- **Directions for this task**: Retype the whole listing that follows, line for line.

- **Data records**:
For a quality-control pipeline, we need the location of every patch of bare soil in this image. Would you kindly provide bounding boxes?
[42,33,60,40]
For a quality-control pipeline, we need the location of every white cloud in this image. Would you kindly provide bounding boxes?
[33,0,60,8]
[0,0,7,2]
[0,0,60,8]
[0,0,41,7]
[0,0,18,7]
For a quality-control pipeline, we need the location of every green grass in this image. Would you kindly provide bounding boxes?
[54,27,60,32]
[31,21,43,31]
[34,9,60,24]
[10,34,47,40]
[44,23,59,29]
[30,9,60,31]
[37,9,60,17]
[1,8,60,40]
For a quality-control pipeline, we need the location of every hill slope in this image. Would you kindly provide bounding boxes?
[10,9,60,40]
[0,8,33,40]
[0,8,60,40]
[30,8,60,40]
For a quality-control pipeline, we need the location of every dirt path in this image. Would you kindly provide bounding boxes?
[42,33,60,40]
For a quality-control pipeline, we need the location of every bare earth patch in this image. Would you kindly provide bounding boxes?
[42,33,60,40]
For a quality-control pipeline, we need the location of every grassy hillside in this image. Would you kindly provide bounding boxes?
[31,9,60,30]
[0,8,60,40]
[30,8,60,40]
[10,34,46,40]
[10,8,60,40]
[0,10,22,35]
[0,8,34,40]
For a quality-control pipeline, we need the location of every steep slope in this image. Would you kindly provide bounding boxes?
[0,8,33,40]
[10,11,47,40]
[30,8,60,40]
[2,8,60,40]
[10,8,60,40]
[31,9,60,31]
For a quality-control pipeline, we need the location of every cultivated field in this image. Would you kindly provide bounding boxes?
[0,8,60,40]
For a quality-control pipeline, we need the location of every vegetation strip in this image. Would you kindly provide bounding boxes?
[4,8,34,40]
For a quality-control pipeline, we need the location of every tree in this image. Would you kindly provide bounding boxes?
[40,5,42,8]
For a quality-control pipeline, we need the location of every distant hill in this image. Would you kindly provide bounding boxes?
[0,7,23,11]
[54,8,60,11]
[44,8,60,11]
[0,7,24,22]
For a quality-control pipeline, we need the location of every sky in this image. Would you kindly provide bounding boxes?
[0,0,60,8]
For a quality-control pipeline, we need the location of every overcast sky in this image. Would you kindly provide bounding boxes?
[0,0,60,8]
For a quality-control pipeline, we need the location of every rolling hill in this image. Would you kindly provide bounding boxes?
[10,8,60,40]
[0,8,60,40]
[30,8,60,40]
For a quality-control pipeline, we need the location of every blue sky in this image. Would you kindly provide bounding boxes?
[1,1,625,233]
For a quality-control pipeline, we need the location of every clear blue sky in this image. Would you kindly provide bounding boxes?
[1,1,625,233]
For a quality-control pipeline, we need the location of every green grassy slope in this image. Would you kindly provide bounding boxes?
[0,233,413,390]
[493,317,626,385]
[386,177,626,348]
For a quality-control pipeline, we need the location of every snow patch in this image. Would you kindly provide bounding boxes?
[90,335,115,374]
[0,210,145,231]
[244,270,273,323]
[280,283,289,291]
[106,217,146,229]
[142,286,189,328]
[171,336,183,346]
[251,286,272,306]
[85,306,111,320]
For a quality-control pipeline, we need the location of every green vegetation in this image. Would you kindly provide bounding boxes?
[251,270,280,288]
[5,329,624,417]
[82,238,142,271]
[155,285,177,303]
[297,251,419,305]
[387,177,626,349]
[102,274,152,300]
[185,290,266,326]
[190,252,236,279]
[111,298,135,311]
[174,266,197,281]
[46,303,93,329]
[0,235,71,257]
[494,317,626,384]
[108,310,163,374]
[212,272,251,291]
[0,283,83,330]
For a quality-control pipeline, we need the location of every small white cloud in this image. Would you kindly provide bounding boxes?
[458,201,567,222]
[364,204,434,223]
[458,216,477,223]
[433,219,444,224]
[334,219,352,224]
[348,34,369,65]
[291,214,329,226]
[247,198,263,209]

- **Answer section**:
For a quality-control pipeline, we need the location of every patch of bare soil in this image. Would you kindly provide bounding boxes?
[42,33,60,40]
For a quality-control pipeline, we need the location of every white cloud in this image. Would you kindly provide bounding boxes?
[33,0,60,8]
[0,0,7,2]
[0,0,60,8]
[0,0,41,7]
[0,0,18,7]
For a quality-control pipeline, we need the location of every green grass in this image. Would you kindly provide bounding boxes?
[54,27,60,32]
[31,21,43,31]
[34,9,60,24]
[10,34,47,40]
[44,23,59,29]
[30,9,60,31]
[37,9,60,17]
[1,8,60,40]
For a quality-control pipeline, we need the location of every hill slope in this image. Would you kindly provide bounding boxes?
[10,9,60,40]
[0,8,33,40]
[0,8,60,40]
[30,8,60,40]
For a quality-control pipeline, we need the location of every dirt path in this image. Would you kindly provide bounding boxes?
[42,33,60,40]
For a quality-control pipeline, we need the location of every bare earth patch in this image. Would you kindly provide bounding boxes?
[42,33,60,40]
For a quality-control pipeline, we need the location of every grassy hillside in this image. Would you kindly provide bounding boxes?
[31,9,60,30]
[0,8,60,40]
[30,8,60,40]
[10,34,46,40]
[10,8,60,40]
[0,10,22,35]
[0,8,34,40]
For a quality-control pipeline, we need the location of every steep slope in this image. Would you kindly provide bounding boxes?
[0,8,33,40]
[10,11,47,40]
[30,8,60,40]
[2,8,60,40]
[10,8,60,40]
[31,9,60,31]
For a quality-control pipeline, we need the location of every cultivated field in this image. Would you kindly provide bounding boxes?
[0,8,60,40]
For a quality-control pipeline, we need the location of every vegetation strip in this image. Would you kindly provide bounding boxes?
[4,8,34,40]
For a quality-control pipeline, we need the location of every tree in this image. Would you kindly provide bounding boxes?
[40,5,42,8]
For a quality-control pipeline, we need the location of every distant hill in this image. Would you kindly provide bounding boxes?
[0,7,23,11]
[54,8,60,11]
[44,8,60,11]
[0,7,24,22]
For a quality-control pipeline, we need the location of every sky in this image. Would you kindly provide bounding boxes?
[0,0,60,8]
For a quality-control pipeline, we need the location of every overcast sky in this image. Would you kindly provide bounding boxes?
[0,0,60,8]
For a quality-control pipeline, we need the location of every rolling hill in this image. Would you kindly provide bounding boxes?
[10,8,60,40]
[0,8,60,40]
[30,8,60,40]
For a quality-control pipeline, we need the location of every blue sky in this image. Would you kindly provide bounding boxes?
[1,1,625,233]
For a quality-control pipeline, we need the location of every clear blue sky in this image. Would you kindly provide bounding boxes?
[1,1,625,233]
For a quality-control pipeline, we need the location of every green grassy slope in this image. Would you kindly provide bounding boxes?
[0,233,413,390]
[493,317,626,385]
[386,177,626,348]
For a quality-control pipeline, we need the location of every snow patch in this image. Would you kindly provide bounding boxes?
[90,335,115,374]
[0,210,145,231]
[244,270,273,323]
[280,283,289,291]
[106,217,146,229]
[142,286,189,328]
[171,336,183,346]
[251,286,272,306]
[85,306,111,320]
For a quality-control pipeline, we need the location of every green vegetation in this image. Would you kindly provide bounding boxes?
[251,270,280,288]
[5,329,624,417]
[82,238,142,271]
[155,285,177,303]
[297,251,419,305]
[387,177,626,349]
[102,274,152,300]
[185,290,266,326]
[190,252,236,279]
[111,298,135,311]
[174,266,197,281]
[46,303,93,329]
[0,235,71,257]
[494,317,626,384]
[108,310,163,374]
[212,272,251,291]
[0,283,83,330]
For a quality-control pipeline, we need the location of every small white cloud in this image. Would you kindly provide bounding boxes?
[458,201,567,222]
[364,204,434,223]
[458,216,477,223]
[433,219,444,224]
[334,219,352,224]
[348,34,369,65]
[291,214,329,226]
[247,198,263,209]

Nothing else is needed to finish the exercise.